* _MATERIAL PROVIDED_:
----------------------------------------
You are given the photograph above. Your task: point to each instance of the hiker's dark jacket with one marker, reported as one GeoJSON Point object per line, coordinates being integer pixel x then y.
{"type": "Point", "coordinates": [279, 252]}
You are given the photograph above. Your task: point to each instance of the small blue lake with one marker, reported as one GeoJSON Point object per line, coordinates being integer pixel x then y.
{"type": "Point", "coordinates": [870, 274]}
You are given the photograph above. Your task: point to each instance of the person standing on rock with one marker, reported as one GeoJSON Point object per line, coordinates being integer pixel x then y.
----------------------------------------
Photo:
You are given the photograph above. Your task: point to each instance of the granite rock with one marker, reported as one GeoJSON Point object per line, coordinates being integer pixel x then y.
----------------------------------------
* _OBJECTIVE_: Lay out the stretch from the line containing "of the small" through the line containing "of the person" as a JSON list of strings, one string per line, with blank lines left out.

* _WRITTEN RESPONSE_:
[
  "You are given the photograph above. Your task: point to each instance of the small blue lake with one marker, reported as one GeoJSON Point object per line, coordinates being integer pixel x then y.",
  "{\"type\": \"Point\", \"coordinates\": [870, 274]}",
  "You are given the photograph above. Your task: point to each instance of the person standing on rock with one marker, reported as one GeoJSON Point object per line, coordinates being integer pixel x then y."
]